### Stored data

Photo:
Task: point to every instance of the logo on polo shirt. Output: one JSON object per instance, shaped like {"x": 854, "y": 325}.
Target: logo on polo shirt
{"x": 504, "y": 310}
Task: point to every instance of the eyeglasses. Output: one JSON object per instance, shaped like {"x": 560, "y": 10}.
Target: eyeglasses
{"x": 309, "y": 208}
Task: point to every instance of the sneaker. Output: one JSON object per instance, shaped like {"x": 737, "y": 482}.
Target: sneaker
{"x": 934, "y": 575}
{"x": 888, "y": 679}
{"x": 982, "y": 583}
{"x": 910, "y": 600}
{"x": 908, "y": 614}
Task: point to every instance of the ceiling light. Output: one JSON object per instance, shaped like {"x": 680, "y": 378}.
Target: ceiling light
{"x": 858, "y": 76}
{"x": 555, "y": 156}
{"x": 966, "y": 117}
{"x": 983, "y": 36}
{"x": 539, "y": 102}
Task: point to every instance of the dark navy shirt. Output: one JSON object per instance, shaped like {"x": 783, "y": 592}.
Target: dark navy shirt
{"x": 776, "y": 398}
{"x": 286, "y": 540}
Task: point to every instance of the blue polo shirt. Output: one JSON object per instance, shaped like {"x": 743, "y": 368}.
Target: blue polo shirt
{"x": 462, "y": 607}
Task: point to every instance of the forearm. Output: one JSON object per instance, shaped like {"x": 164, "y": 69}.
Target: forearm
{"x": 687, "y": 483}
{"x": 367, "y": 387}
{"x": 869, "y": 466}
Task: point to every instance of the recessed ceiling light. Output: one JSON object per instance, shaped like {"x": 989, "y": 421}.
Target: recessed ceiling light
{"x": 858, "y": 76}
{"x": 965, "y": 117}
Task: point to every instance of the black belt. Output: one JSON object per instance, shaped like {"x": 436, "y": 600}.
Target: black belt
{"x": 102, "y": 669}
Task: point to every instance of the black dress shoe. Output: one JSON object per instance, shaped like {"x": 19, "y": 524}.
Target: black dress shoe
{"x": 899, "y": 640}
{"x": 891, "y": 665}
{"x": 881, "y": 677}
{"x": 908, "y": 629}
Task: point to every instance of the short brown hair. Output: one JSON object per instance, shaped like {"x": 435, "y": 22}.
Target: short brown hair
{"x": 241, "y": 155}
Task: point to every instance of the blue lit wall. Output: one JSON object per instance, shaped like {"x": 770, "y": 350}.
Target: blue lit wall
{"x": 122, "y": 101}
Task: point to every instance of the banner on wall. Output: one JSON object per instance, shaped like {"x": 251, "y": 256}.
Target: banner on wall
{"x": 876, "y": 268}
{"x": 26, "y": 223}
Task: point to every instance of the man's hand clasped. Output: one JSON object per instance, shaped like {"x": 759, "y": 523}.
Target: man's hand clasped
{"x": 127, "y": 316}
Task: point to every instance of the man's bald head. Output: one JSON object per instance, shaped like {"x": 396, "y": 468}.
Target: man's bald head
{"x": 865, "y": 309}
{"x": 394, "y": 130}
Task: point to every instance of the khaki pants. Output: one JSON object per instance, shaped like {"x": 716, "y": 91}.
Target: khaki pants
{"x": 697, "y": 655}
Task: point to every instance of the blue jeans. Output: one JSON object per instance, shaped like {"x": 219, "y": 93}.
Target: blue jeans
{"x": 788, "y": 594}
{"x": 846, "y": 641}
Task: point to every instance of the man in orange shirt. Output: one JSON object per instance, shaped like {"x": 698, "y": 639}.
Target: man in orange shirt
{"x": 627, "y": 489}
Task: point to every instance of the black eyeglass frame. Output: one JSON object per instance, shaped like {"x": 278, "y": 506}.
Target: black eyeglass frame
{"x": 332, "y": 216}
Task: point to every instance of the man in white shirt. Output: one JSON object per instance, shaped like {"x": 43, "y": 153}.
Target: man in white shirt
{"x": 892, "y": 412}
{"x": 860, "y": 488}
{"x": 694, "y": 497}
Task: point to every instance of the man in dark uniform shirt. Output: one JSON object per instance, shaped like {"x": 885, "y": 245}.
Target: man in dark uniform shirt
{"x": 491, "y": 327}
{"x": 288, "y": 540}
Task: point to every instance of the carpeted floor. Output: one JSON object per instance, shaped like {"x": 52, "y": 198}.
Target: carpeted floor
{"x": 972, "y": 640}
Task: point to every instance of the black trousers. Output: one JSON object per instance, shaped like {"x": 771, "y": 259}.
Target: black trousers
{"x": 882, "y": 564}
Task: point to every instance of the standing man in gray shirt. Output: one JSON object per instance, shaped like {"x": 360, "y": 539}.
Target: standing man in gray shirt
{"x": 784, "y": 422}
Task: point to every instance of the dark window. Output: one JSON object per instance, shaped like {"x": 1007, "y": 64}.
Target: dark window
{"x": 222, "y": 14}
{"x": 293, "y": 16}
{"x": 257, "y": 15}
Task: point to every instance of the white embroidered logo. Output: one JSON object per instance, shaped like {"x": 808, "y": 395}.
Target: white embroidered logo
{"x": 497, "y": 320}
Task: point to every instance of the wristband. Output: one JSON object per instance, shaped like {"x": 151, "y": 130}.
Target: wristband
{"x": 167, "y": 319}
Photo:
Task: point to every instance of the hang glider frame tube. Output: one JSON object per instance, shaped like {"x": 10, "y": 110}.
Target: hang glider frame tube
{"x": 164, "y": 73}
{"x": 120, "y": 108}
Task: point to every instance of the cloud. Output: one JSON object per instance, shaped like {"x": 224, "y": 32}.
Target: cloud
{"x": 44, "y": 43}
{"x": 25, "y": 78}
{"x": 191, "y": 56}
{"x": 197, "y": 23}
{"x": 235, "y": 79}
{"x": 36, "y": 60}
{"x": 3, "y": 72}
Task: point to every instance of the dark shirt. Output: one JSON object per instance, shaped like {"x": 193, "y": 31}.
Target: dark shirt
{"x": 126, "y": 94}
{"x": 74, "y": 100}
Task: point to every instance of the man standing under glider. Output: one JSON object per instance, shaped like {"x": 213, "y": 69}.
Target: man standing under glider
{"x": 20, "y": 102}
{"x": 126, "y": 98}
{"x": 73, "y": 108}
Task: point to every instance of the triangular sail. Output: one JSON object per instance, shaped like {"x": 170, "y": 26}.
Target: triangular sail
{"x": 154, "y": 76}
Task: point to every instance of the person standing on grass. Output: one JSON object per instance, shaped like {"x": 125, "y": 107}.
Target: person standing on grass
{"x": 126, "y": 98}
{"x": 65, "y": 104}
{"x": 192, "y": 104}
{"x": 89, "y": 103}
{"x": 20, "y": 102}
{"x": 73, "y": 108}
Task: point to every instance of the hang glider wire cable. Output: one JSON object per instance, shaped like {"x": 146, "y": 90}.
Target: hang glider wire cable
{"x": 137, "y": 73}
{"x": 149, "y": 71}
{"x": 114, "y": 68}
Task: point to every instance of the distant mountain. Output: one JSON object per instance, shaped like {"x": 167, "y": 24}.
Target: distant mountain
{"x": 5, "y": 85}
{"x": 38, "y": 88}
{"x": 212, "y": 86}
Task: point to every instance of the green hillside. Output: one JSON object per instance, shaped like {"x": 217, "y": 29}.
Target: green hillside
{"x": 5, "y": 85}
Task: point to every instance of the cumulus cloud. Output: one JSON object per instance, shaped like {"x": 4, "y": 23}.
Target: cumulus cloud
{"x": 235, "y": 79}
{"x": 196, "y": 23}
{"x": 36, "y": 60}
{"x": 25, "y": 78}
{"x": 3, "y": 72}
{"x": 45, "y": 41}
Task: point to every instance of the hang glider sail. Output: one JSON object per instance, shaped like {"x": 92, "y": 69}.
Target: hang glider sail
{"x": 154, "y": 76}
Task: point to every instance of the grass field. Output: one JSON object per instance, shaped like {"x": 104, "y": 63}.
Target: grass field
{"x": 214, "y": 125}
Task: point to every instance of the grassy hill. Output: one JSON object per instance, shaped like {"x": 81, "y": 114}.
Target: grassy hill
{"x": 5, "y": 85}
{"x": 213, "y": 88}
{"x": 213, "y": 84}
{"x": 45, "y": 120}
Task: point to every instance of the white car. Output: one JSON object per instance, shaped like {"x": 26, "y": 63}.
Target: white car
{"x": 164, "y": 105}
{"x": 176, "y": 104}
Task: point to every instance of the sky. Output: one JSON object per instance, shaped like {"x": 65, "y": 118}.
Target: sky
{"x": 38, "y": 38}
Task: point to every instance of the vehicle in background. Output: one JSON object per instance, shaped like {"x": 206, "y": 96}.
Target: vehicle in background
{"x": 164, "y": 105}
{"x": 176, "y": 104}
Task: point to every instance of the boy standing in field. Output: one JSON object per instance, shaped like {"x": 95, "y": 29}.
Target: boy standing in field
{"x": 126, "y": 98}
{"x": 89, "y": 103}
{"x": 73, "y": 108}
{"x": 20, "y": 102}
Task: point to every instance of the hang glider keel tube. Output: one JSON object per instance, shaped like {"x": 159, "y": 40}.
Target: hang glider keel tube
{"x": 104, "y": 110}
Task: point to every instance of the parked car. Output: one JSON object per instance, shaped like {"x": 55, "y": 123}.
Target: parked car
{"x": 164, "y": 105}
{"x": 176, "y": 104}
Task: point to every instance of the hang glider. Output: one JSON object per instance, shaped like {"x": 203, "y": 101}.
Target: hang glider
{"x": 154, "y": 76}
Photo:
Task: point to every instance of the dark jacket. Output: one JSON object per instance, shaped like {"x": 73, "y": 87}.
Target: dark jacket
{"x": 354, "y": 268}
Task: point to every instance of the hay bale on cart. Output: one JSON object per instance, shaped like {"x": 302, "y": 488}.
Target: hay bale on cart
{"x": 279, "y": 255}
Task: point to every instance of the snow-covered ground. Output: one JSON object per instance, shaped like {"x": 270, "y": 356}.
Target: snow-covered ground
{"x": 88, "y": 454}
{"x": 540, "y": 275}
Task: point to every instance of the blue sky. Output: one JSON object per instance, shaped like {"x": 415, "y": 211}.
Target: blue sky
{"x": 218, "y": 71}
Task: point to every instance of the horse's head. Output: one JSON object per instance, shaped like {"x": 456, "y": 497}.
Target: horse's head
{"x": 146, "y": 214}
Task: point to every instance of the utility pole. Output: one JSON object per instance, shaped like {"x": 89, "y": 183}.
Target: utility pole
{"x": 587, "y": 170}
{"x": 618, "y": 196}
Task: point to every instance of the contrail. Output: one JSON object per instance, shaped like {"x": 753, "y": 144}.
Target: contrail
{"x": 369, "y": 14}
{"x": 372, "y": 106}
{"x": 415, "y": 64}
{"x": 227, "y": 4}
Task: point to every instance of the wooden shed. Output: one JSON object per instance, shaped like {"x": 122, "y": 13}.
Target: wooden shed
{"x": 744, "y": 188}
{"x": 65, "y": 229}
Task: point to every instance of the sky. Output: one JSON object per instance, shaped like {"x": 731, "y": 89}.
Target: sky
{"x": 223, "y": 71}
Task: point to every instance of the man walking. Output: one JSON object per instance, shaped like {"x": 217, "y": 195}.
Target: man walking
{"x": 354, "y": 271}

### Task brief
From the records above, print exactly the lines that run from the line with "Target: black belt" to the line with "Task: point to every instance of the black dress", inclusive.

### Task output
Target: black belt
{"x": 102, "y": 669}
Task: point to every instance of the black dress shoe. Output: one JSON object per instance, shaped like {"x": 19, "y": 524}.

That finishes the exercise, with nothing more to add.